** Supplied information follows **

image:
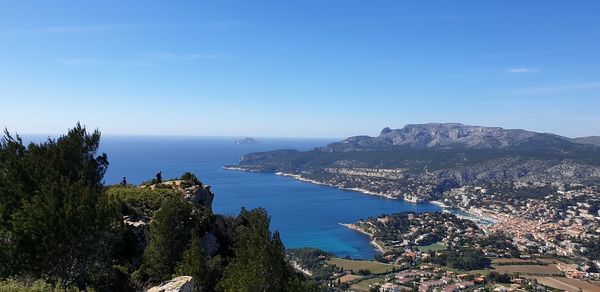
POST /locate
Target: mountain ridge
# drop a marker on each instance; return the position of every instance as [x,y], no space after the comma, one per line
[425,159]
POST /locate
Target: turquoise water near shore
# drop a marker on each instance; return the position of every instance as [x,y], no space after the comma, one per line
[305,214]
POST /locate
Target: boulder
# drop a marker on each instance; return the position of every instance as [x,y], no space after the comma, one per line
[179,284]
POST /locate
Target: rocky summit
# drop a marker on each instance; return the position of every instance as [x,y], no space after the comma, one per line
[422,160]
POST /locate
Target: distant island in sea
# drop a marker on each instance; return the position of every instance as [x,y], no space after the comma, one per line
[420,162]
[519,207]
[247,140]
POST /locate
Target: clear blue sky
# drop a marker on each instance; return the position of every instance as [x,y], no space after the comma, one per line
[298,68]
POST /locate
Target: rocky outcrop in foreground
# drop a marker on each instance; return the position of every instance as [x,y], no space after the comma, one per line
[179,284]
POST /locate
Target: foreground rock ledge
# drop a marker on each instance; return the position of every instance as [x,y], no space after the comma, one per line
[179,284]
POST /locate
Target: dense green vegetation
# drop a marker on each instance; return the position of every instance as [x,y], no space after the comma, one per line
[315,260]
[462,259]
[60,228]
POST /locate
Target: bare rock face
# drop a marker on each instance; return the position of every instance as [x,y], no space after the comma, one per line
[441,135]
[179,284]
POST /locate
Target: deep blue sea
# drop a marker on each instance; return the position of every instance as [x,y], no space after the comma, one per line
[306,215]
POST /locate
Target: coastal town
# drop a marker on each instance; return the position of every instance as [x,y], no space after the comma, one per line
[502,237]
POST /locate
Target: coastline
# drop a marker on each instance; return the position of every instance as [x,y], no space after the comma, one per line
[477,218]
[360,190]
[373,242]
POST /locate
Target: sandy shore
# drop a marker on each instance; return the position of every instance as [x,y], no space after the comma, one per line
[300,268]
[373,239]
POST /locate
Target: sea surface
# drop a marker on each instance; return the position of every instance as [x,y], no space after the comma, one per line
[306,215]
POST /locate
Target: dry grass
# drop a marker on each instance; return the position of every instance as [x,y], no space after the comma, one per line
[529,270]
[348,278]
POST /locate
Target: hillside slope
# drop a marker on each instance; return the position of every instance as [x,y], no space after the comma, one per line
[429,158]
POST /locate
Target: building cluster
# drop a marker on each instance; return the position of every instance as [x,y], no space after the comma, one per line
[558,222]
[440,280]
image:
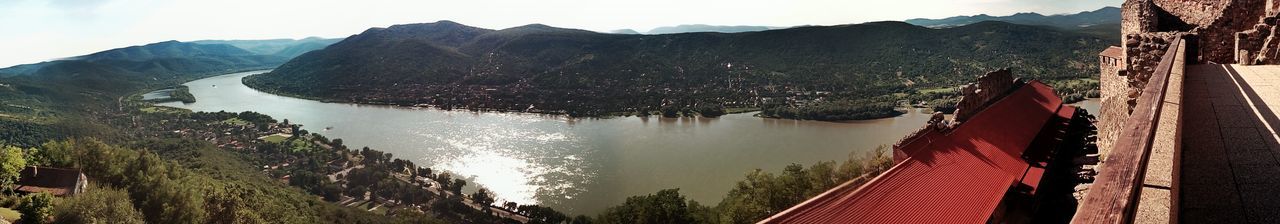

** End of Supplied information **

## [What is needed]
Wherever the string "foreground" appears in the entries above, return the line it appears on.

## [Written response]
Target: rocky outcrop in foreground
Target: foreground rock ledge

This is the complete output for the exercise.